((
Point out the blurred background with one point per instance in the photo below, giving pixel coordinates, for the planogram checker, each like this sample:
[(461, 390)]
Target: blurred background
))
((
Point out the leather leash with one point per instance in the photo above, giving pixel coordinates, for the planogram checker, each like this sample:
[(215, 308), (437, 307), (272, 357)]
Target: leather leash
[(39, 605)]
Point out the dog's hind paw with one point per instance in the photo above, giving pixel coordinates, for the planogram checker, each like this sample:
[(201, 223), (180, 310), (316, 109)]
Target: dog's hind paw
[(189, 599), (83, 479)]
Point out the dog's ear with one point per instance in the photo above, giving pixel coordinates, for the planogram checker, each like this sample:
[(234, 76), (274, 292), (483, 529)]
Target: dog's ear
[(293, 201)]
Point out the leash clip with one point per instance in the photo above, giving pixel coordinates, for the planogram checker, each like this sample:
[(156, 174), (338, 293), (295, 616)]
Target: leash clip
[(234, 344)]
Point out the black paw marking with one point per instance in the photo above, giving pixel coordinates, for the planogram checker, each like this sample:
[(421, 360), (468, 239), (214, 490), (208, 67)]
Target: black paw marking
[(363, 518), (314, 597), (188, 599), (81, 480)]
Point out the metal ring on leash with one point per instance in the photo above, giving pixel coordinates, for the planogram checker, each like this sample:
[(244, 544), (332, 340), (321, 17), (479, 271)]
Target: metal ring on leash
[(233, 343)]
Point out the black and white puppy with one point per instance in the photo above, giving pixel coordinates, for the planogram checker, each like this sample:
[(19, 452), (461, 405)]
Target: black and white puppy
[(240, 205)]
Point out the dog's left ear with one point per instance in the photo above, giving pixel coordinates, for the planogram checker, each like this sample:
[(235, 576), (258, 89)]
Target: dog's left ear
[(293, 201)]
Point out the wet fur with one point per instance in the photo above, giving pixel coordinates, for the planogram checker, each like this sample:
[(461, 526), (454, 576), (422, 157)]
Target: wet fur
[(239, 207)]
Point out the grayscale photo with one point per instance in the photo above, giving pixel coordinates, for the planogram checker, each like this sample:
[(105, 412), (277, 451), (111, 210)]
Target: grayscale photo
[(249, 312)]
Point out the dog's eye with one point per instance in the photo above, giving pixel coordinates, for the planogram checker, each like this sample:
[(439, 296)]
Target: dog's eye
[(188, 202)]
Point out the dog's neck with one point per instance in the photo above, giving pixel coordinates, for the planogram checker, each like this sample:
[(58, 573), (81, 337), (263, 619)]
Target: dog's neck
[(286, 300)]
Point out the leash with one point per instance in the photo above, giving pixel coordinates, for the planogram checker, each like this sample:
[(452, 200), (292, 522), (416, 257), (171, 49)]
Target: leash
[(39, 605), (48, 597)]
))
** TASK INSTRUCTIONS **
Nothing except a number is needed: how many lines of the entries contain the word "background"?

** WRITTEN RESPONSE **
2